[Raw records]
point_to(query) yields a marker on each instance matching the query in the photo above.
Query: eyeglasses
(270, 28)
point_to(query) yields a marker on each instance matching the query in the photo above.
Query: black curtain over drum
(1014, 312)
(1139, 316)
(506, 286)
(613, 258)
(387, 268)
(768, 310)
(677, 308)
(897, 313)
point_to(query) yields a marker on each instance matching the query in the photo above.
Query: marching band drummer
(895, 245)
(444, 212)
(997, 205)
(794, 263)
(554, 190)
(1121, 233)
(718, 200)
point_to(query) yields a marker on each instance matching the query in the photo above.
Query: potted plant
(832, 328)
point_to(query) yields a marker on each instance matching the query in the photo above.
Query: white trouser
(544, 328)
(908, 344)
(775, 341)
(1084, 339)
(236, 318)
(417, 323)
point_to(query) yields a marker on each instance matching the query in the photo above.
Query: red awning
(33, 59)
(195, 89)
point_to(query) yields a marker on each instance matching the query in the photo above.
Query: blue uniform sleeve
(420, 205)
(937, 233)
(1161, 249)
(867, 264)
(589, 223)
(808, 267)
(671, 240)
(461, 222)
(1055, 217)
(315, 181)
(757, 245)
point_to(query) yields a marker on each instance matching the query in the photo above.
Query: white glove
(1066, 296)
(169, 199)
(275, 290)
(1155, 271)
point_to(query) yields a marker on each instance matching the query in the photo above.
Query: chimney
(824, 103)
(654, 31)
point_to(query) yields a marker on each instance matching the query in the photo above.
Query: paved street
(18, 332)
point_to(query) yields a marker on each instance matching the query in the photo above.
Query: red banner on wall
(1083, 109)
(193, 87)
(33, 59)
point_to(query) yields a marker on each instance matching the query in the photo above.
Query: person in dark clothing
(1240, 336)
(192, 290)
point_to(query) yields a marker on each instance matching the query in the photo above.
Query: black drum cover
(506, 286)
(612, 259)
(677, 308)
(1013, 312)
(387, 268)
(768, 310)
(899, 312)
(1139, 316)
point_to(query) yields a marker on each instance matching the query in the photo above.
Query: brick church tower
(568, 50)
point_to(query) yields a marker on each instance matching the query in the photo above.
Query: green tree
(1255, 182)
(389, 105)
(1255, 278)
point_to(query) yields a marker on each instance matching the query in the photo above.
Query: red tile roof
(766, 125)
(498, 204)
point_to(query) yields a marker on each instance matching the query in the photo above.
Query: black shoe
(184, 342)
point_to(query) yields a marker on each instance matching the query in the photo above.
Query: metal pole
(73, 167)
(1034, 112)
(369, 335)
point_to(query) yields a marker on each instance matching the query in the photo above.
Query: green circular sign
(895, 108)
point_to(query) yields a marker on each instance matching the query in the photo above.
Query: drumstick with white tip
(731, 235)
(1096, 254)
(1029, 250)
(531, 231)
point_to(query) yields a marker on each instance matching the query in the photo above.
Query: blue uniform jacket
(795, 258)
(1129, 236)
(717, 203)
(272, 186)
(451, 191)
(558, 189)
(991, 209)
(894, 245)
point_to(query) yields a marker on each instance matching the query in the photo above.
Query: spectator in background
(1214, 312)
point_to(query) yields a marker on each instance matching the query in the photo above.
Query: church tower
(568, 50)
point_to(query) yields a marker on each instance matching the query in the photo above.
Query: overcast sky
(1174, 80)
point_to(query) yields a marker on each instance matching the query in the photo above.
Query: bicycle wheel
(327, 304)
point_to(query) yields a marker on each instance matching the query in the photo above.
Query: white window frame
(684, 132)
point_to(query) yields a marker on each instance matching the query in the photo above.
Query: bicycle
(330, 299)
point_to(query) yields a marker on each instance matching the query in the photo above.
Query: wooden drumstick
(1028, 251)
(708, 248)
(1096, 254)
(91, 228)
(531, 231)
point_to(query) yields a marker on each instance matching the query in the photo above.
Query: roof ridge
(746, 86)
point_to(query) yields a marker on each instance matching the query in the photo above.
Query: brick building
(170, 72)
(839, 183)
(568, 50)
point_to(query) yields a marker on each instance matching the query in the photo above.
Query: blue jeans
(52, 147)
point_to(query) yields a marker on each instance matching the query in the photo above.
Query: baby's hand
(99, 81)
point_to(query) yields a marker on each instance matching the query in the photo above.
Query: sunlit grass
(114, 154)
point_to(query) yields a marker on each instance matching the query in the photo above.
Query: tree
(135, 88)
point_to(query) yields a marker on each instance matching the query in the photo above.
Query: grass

## What needs to be done
Pick out and copy every line of the data above that contains the string "white". Case counts.

## Completed exercise
Query: white trouser
Query: white glove
Query: drumstick with white tip
Query: white window frame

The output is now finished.